* START QUOTED PASSAGE *
Principal Christ Kalamatas of Von Humboldt Elementary School entered the 8th grade summer school classroom Thursday with a stack of sealed envelopes.
The anticipation was unbearable.
The ensuing moments marked a major event in the young lives of these pupils. And it also marked the end of Von Humboldt’s bittersweet yearlong journey on academic probation, an epilogue with disturbing results–but also hope that next year will be better.
After being told just last June that they were barred from graduation, the 8th graders enrolled in summer school were about to receive their math and reading scores on the Iowa Tests of Basic Skills taken earlier in the week.
As the pupils opened their envelopes, Room 102 erupted in elation–and devastation.
Yvonne McCoy, 14, bearing a family burden of trying to become the first child among four siblings to graduate from high school, burst into sobs as teachers consoled her. She will repeat 8th grade.
“It’s just that my mother was expecting me to graduate,” Yvonne said. “I tried to my hardest, to do my homework and everything. The only thing I can think right now is, Lord, why me? I didn’t get into no fights. I didn’t cuss. I don’t do drugs. I don’t drink.”
“Yes-s-s-s!” shouted Monique Clark, 14, as she leaped from her chair and danced in the aisle. She passed.
* END QUOTED PASSAGE *
* START SUPPLIED MATERIAL *
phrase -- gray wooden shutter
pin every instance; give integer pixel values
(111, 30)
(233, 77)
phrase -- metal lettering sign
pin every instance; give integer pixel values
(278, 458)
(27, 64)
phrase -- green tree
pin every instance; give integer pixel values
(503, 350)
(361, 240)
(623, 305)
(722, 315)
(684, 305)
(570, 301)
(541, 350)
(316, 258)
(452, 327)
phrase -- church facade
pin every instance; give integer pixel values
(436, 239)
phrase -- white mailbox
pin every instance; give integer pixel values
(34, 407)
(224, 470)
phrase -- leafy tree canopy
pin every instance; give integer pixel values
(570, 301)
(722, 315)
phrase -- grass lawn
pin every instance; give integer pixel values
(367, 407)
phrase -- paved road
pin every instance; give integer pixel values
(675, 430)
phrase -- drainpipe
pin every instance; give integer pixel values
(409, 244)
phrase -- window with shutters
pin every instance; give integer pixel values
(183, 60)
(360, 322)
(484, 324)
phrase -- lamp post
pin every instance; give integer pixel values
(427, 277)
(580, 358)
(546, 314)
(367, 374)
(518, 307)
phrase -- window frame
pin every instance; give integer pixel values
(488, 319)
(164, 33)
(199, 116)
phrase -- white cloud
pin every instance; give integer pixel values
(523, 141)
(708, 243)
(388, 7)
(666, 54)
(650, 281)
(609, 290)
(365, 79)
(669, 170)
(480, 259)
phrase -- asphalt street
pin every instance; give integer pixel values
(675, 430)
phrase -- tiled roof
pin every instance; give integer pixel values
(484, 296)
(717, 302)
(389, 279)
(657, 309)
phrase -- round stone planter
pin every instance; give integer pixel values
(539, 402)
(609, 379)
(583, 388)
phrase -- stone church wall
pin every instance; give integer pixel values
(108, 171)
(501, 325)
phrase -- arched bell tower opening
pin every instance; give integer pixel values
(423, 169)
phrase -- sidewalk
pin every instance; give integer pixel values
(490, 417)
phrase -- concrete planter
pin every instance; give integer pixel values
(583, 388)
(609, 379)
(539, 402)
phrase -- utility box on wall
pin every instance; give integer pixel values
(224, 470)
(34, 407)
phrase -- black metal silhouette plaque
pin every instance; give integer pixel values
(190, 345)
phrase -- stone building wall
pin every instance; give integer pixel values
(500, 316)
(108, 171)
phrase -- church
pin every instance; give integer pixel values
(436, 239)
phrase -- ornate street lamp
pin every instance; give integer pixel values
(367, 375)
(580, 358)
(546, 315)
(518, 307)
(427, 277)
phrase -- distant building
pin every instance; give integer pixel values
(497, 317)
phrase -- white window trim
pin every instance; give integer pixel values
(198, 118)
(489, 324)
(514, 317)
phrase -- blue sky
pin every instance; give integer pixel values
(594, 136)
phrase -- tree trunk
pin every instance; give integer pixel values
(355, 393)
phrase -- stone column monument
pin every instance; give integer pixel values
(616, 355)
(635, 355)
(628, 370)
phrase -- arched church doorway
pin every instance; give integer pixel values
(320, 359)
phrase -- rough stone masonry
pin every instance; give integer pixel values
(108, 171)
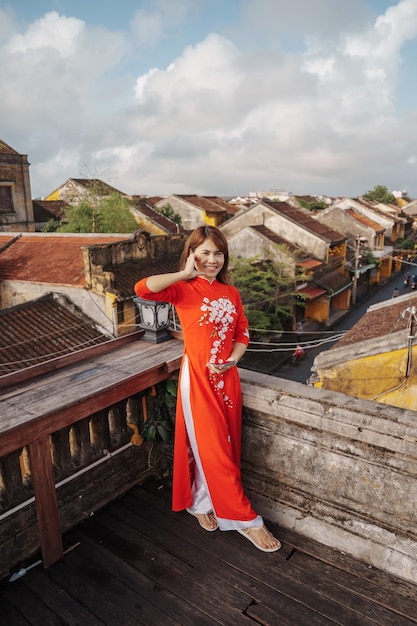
* END SUPPLIED MATERIAL *
**REQUESTS:**
- a) In the article about the Von Humboldt 8th graders' summer school test results, which room were the pupils in when they opened their envelopes?
- b) Pick up the article about the Von Humboldt 8th graders' summer school test results and continue it from its final sentence.

**PER-TASK OUTPUTS:**
- a) Room 102.

- b)
“Yeah, I got it!” blurted out Ortrella Dotson, 14, as she jumped into the air and twirled around.
“Finally! I ain’t got to go to the library anymore,” exclaimed Eddie Padilla, 14. He was the only 8th grader who played by school rules last June and sat in the school library during regular graduation ceremonies as all failing 8th graders were supposed to do.
He passed on Thursday also.
“I’m going to get me clothes today for graduation,” he said, referring to ceremonies Tuesday for 8th graders in the Chicago school system’s summer programs.
But most 8th graders didn’t pass.
Pupils with reputations as class clowns or troublemakers suddenly turned silent. Others stared at the paper, as if hoping the ink would change before their eyes.
A few just left the building.
Meanwhile, some pupils who were headed for transition centers–for those who were turning 15, too old to return to elementary school–were acting as if they’d passed. “It’s time for celebration!” said Carlos Martinez, who will be 15 next month.
In the year that the Chicago School Reform Board of Trustees placed Von Humboldt on probation, putting on the line the jobs of its principal, assistant principals and 80 teachers, the school has learned some tough lessons: Perhaps the most difficult is that pupils can fall dangerously behind as early as preschool, which explains why so many 3rd graders failed summer school systemwide.
School board officials are now considering adding summer school next year for failing 1st graders, joining sessions for poor performing 3rd, 6th, 8th and 9th graders.
“I don’t believe these kids come to kindergarten with the necessary skills,” Von Humboldt Principal Kalamatas said. “The kids we start at kindergarten are behind because of a lack of home teaching that used to be present in a lot of homes.”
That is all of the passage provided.